> **AIM OF THE TASK**
Give back the data exactly, with no images.

Dataset items:

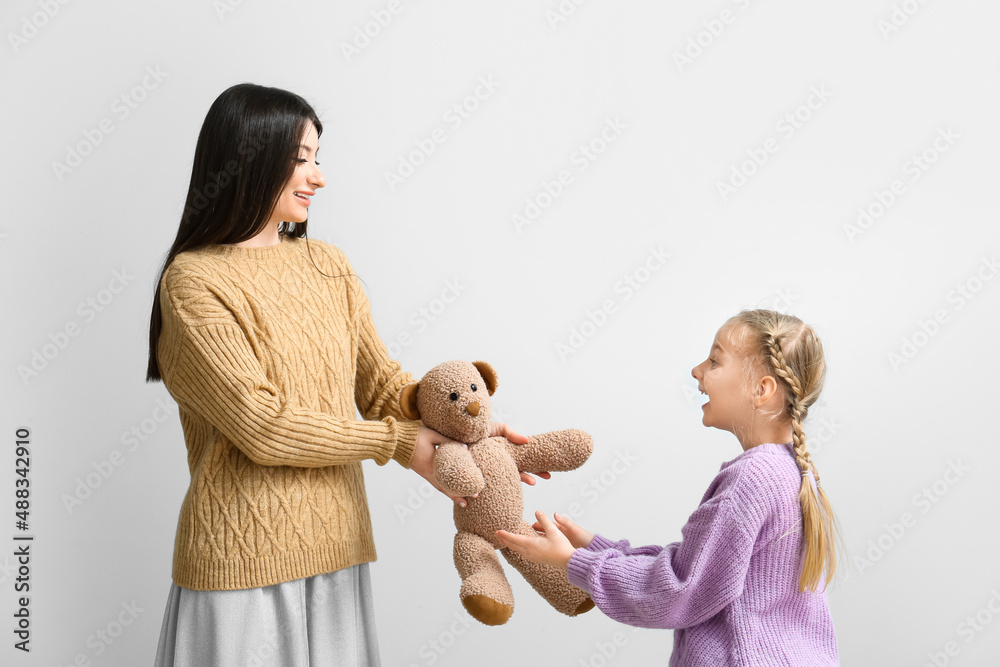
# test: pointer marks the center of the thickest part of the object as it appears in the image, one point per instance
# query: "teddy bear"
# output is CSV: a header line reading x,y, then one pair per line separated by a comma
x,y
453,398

> **ANSWER SPACE**
# test: pointer marks the center of the thickest part of the object as it appears in the image, one point per instance
# query: "teddy bear"
# output is CSV: a header line reading x,y, then one pair per line separated by a comma
x,y
453,398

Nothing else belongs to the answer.